Entries taken from a collection:

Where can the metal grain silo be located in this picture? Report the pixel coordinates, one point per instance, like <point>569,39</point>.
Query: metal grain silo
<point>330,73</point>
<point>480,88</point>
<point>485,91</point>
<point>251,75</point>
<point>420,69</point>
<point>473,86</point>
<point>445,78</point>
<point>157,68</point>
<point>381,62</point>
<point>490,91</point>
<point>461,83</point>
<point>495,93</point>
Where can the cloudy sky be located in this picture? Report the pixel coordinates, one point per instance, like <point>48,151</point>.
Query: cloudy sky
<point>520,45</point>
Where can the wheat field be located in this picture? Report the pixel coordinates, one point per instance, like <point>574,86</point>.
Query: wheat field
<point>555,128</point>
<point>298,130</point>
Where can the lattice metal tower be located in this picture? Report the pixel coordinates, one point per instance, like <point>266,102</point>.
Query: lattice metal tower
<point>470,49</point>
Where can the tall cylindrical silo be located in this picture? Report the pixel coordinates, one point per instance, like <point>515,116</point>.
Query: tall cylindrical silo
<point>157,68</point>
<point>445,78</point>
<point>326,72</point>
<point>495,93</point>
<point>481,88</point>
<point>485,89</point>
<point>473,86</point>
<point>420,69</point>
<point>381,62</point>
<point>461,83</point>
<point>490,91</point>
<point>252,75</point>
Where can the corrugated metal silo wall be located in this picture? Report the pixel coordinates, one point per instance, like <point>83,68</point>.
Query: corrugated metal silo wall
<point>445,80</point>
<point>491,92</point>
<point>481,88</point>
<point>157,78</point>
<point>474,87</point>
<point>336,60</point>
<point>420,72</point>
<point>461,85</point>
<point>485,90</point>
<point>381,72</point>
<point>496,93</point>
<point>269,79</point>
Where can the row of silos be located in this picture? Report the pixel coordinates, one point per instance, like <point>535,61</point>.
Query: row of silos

PROBLEM DESCRIPTION: An exact repetition of the data above is all that is needed.

OUTPUT FOR THIS TASK:
Where can the metal grain silo be located in this picture? Report the pixel coordinates, one point per instance, like <point>569,39</point>.
Query: metal grain silo
<point>330,73</point>
<point>480,88</point>
<point>485,91</point>
<point>251,75</point>
<point>420,69</point>
<point>473,86</point>
<point>445,78</point>
<point>157,68</point>
<point>381,62</point>
<point>490,91</point>
<point>461,83</point>
<point>495,93</point>
Where can the cloudy sky be located in this picture? Report the pixel coordinates, one point per instance, like <point>48,151</point>.
Query: cloudy sky
<point>520,45</point>
Where can the wheat field be located in this picture? Report the pixel coordinates, one point per instance, like <point>574,86</point>.
Query: wheat field
<point>555,128</point>
<point>298,130</point>
Where can the lattice metal tower be located in this picture? Report the pixel coordinates, one point per instance, like <point>266,102</point>.
Query: lattice metal tower
<point>470,49</point>
Where can the tall cylindrical silo be located in this picture? Report the pixel coordinates, one point per instance, like <point>515,116</point>.
Query: tall cylindrical silo
<point>157,68</point>
<point>445,78</point>
<point>326,72</point>
<point>495,93</point>
<point>481,88</point>
<point>485,89</point>
<point>473,86</point>
<point>420,69</point>
<point>381,62</point>
<point>461,83</point>
<point>490,91</point>
<point>252,75</point>
Where can the corrugated metal silo wall be located in this picture? Report the pixel coordinates, one point per instance, like <point>83,68</point>.
Query: corrugated metal silo wall
<point>445,80</point>
<point>491,92</point>
<point>481,88</point>
<point>157,78</point>
<point>474,87</point>
<point>336,60</point>
<point>420,72</point>
<point>461,85</point>
<point>485,90</point>
<point>381,72</point>
<point>496,93</point>
<point>269,79</point>
Where can the row of silos be located in this picture? Report the pixel coordinates, one point per instance, like <point>535,61</point>.
Query: row of silos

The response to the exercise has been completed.